* Work order
Find and copy each line in the material below where the string "Provide" occurs.

========================

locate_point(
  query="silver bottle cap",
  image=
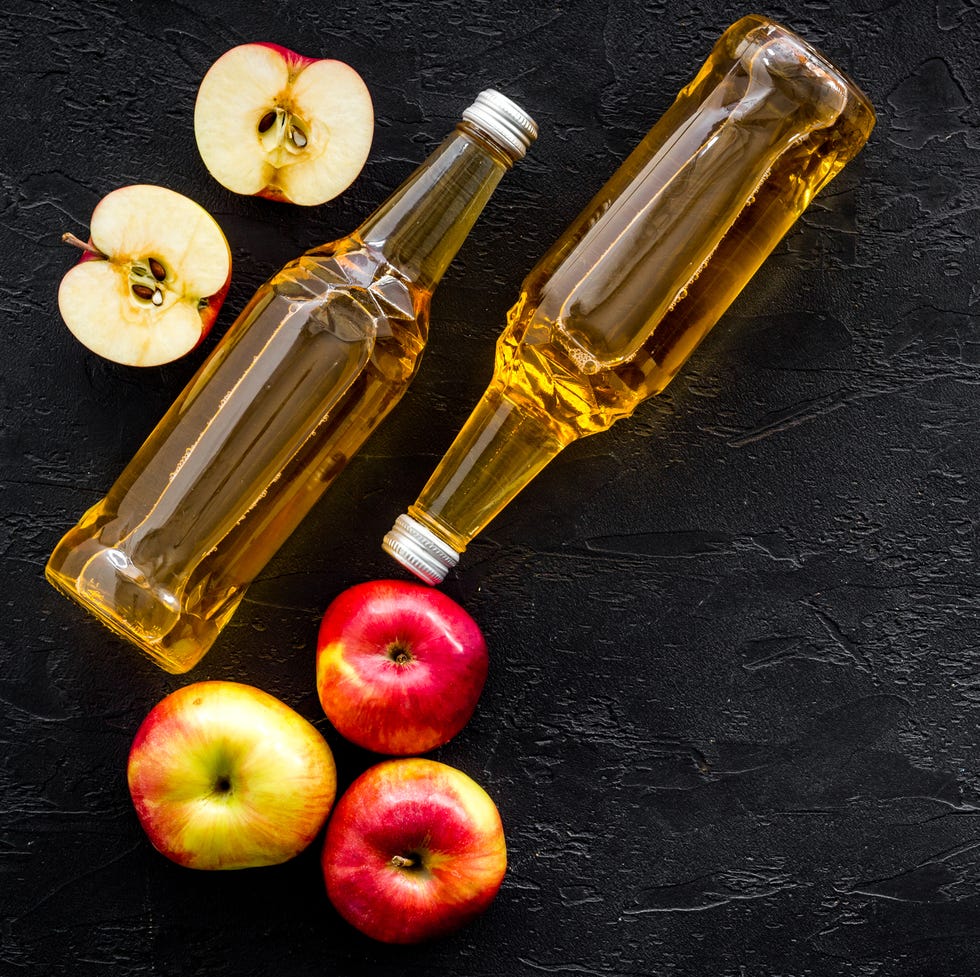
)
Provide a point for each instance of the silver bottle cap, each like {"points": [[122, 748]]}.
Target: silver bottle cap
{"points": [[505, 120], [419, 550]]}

========================

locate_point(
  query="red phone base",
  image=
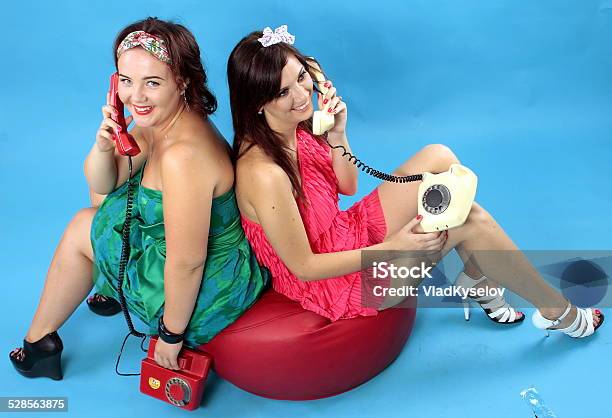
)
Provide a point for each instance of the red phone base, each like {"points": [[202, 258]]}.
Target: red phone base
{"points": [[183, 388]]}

========================

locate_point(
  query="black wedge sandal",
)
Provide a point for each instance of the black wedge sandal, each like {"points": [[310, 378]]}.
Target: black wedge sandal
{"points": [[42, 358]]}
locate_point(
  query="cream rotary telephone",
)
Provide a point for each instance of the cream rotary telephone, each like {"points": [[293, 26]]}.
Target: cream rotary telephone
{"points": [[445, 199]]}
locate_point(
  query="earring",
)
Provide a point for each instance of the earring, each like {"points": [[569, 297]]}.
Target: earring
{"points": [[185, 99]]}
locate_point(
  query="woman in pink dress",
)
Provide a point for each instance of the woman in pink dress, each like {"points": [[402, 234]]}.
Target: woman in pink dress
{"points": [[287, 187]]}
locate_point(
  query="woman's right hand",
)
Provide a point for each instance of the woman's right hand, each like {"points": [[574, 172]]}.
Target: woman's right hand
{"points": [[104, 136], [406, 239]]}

========================

* Expected output
Provide a point for each instance of the silver bottle cap, each like {"points": [[122, 748]]}.
Provide a point for each instance of the red phone base, each like {"points": [[202, 258]]}.
Provide a point for each instance of the black wedge sandal, each like {"points": [[310, 378]]}.
Provide a point for each instance of the cream rotary telephone, each like {"points": [[293, 26]]}.
Provide a point for each instance of the earring, each like {"points": [[569, 297]]}.
Provide a point for each instance of the woman in pink dress, each like {"points": [[402, 234]]}.
Provide a point for each instance of the woman's right hand, each like {"points": [[574, 172]]}.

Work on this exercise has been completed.